Aufgabenstellung:
Entnehmen Sie den Datensätzen den Abschnitt von der Zeile mit „For every instance of the bokeh“ bis einschließlich der Zeile mit „pixel 163 161“, und geben Sie diese Zeilen unverändert wieder.

Daten zur Aufgabe:
------------------------------

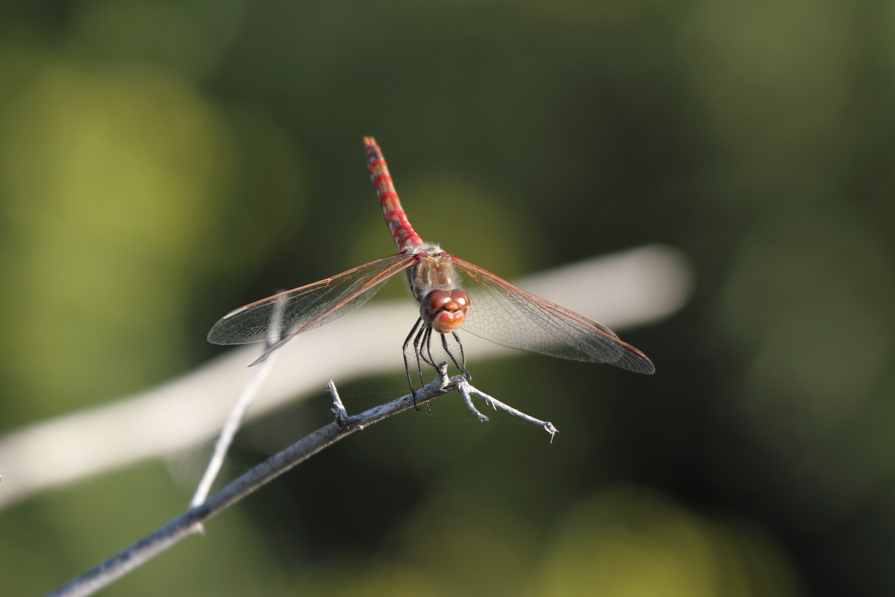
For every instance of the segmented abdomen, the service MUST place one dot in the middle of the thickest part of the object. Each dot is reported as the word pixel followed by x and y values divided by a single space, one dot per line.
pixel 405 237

------------------------------

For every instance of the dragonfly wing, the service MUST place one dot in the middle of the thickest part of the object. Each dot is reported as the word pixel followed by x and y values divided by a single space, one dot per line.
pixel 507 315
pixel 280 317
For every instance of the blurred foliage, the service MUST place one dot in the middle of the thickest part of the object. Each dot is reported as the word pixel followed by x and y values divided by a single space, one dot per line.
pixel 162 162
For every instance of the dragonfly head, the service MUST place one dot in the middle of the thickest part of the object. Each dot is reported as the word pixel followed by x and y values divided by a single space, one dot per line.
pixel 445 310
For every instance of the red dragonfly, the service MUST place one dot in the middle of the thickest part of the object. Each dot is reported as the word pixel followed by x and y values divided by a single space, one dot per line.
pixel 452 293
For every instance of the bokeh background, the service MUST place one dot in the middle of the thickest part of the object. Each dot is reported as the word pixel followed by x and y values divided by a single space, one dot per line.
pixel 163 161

------------------------------

Lösung:
For every instance of the bokeh background, the service MUST place one dot in the middle of the thickest part of the object. Each dot is reported as the word pixel followed by x and y values divided by a single space, one dot per line.
pixel 163 161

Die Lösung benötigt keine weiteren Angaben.